Reproduce all of the records below, substituting "Put a mark" for "Place a dot" at every occurrence and leaving everything else unchanged. Omit the pictures from your answer.

——

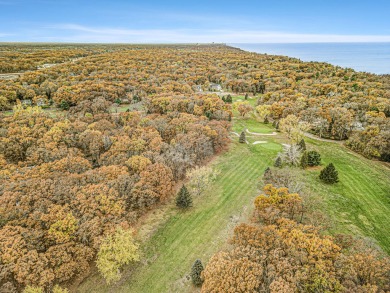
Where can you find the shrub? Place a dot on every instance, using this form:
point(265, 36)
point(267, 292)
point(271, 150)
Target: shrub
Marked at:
point(183, 199)
point(304, 160)
point(313, 158)
point(329, 174)
point(196, 273)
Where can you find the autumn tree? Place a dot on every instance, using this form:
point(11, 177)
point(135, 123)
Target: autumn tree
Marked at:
point(278, 162)
point(116, 251)
point(200, 178)
point(293, 127)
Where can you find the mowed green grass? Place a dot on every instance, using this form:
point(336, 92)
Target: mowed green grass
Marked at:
point(358, 204)
point(201, 231)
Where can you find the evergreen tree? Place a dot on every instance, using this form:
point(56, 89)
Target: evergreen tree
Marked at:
point(267, 174)
point(242, 138)
point(313, 158)
point(302, 145)
point(329, 174)
point(196, 272)
point(278, 162)
point(183, 198)
point(304, 160)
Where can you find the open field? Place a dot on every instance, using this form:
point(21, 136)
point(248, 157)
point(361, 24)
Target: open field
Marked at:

——

#### Final result
Where can you find the shrub? Put a mark on every instance, using this form:
point(265, 36)
point(267, 292)
point(271, 150)
Target: shrub
Marked at:
point(183, 199)
point(304, 160)
point(313, 158)
point(329, 174)
point(196, 273)
Where can you find the autumn tree? Put a mark on every instance, using this form:
point(11, 177)
point(135, 123)
Target: autumn tree
Marked at:
point(278, 162)
point(116, 251)
point(200, 178)
point(293, 127)
Where can you find the mowed green grass? Put a mark on every instance, using this form:
point(336, 92)
Target: mowed green grass
Marked at:
point(358, 204)
point(201, 231)
Where can you find the evergreen tree? Put a mark on every instance, using this form:
point(56, 89)
Target: evergreen tree
Marked at:
point(267, 174)
point(242, 138)
point(313, 158)
point(302, 145)
point(329, 174)
point(196, 272)
point(278, 162)
point(183, 198)
point(304, 160)
Where can you find the open field? Put a mark on every instance, using this form:
point(21, 136)
point(248, 157)
point(361, 24)
Target: open field
Marked at:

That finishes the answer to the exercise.